What to produce = Copy the entries below word for word, from the very beginning up through the line containing "426L265 435L288 435L329", including that line. Leave out any pictures.

Extracted information =

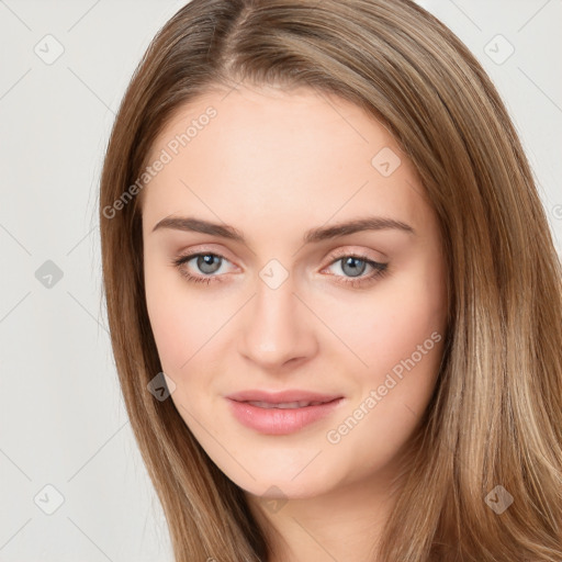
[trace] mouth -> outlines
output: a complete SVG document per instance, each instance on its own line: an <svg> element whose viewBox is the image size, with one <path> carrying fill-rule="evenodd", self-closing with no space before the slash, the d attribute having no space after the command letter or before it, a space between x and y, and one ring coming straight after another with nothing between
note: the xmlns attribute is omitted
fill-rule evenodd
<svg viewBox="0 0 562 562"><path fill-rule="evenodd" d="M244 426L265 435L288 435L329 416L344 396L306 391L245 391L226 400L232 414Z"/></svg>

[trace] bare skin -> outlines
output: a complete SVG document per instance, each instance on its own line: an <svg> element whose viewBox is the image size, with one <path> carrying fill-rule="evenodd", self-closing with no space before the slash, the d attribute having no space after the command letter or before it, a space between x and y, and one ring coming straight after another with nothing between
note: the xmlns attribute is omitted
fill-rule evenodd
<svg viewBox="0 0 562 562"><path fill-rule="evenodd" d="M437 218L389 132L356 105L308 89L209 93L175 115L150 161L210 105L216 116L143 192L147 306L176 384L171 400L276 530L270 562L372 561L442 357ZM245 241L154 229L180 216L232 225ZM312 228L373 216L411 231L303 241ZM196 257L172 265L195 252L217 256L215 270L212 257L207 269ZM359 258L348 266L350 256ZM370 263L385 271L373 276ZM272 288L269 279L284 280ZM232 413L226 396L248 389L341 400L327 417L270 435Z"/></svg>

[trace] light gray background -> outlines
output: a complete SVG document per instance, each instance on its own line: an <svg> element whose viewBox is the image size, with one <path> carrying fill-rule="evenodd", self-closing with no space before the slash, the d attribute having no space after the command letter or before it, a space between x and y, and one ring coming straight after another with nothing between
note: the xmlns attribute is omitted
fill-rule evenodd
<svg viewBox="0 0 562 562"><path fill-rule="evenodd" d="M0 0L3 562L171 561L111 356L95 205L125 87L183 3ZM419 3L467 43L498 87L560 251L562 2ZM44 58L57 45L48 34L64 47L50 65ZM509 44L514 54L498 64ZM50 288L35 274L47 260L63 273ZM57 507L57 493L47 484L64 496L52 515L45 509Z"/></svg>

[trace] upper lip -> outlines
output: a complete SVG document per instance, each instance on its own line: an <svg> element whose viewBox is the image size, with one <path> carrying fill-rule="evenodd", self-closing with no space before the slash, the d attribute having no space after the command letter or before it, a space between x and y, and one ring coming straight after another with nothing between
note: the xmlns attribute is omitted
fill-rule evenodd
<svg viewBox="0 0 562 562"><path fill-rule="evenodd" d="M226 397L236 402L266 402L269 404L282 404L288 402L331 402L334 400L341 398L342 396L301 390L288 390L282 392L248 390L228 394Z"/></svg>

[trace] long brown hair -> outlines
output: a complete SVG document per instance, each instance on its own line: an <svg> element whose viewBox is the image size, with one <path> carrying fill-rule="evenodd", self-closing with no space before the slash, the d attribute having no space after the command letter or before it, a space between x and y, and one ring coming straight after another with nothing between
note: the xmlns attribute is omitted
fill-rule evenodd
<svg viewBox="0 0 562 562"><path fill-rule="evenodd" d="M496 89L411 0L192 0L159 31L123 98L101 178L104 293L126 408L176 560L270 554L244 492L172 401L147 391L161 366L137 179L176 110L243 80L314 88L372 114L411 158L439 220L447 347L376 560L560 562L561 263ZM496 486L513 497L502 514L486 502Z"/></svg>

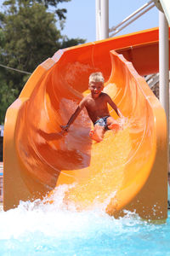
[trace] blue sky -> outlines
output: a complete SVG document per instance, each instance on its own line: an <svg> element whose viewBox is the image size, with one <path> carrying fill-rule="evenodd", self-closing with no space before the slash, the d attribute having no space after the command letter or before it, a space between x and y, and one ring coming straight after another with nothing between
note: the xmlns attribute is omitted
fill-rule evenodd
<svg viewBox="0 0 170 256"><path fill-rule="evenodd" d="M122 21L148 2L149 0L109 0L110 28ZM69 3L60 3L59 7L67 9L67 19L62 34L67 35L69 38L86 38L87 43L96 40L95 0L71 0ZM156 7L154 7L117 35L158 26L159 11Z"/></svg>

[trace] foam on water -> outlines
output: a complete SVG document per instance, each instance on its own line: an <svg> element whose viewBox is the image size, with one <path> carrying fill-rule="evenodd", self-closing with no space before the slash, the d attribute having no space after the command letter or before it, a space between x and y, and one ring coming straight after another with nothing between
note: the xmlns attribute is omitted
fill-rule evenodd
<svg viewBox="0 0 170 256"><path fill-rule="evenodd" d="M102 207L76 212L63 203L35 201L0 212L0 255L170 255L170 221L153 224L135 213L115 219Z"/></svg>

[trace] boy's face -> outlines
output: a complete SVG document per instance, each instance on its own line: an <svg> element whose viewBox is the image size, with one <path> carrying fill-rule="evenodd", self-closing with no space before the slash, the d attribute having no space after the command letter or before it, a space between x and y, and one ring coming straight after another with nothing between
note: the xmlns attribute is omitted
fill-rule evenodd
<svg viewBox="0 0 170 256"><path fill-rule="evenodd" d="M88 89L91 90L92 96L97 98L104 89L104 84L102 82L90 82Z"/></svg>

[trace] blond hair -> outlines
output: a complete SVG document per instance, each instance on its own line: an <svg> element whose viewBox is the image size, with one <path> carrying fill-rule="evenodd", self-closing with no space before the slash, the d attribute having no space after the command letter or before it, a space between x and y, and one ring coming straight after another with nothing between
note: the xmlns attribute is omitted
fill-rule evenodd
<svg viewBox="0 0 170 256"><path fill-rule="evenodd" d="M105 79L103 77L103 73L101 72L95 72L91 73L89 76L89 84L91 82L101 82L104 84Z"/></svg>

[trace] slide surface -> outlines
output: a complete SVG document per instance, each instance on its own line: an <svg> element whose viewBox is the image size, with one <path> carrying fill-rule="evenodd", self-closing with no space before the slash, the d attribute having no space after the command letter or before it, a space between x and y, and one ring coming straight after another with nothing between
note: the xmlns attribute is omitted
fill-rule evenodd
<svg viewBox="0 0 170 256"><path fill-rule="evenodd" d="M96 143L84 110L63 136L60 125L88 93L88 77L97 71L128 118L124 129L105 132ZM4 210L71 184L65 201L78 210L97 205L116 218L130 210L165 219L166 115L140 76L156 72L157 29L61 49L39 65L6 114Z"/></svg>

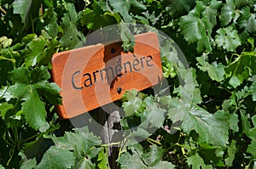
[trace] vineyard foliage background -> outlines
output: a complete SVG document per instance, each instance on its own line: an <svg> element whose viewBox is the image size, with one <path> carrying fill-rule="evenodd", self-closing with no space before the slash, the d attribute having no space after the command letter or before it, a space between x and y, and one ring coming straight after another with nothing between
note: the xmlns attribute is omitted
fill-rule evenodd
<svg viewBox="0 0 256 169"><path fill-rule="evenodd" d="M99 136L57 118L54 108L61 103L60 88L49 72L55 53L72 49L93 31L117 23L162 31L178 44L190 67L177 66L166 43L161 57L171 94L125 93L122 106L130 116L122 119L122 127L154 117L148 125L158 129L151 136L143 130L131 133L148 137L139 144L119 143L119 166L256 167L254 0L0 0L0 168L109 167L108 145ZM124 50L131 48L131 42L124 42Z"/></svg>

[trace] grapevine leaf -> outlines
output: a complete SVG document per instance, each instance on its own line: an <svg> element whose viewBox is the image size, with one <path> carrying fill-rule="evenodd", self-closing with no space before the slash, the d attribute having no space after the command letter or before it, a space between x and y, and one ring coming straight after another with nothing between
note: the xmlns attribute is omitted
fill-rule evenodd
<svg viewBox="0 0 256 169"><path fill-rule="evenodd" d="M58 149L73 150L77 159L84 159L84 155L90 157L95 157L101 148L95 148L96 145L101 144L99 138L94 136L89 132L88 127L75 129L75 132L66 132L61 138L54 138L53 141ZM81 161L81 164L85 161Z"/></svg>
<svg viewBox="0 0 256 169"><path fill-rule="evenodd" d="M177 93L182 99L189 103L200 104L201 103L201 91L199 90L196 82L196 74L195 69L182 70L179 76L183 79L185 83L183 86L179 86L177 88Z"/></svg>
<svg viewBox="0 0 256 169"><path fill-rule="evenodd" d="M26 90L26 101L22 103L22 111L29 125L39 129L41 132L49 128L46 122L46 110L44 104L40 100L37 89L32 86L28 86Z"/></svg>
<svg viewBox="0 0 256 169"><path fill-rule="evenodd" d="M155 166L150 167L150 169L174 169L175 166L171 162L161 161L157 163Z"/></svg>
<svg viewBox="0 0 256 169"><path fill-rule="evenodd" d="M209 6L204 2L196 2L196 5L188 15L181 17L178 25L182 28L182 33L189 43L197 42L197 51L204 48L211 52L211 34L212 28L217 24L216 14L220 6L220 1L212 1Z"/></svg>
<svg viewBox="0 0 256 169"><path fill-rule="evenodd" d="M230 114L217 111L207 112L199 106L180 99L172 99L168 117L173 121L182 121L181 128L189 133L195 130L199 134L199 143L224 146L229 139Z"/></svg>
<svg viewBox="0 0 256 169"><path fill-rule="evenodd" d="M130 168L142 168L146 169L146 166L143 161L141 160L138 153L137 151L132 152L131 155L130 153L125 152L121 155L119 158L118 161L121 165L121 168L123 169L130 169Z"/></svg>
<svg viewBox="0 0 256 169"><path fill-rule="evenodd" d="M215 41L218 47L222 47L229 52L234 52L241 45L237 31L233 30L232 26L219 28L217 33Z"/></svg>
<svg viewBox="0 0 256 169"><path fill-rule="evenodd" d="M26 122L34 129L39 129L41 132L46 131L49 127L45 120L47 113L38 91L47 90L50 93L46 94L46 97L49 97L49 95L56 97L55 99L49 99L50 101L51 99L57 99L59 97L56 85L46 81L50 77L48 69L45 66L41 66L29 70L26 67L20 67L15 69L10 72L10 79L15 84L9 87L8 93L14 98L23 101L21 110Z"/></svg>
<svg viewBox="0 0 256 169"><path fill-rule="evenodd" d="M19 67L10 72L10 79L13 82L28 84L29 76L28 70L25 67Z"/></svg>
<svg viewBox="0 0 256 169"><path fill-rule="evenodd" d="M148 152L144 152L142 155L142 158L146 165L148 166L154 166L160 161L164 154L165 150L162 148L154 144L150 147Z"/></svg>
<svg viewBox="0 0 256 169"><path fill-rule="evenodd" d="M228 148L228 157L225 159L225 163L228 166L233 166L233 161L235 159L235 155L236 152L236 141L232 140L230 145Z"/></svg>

Full output =
[trace] mouth -> outlines
output: a complete SVG document per instance, each instance on its own line: an <svg> element whose viewBox is the image size, with one <path> carrying fill-rule="evenodd", self-closing with no space before the slash, the d attribute having no space after the command letter or before it, a space between x and y, and one ring coming straight after another with nothing between
note: the xmlns attribute is omitted
fill-rule evenodd
<svg viewBox="0 0 562 562"><path fill-rule="evenodd" d="M244 426L265 435L288 435L329 416L344 396L306 391L245 391L226 400L232 414Z"/></svg>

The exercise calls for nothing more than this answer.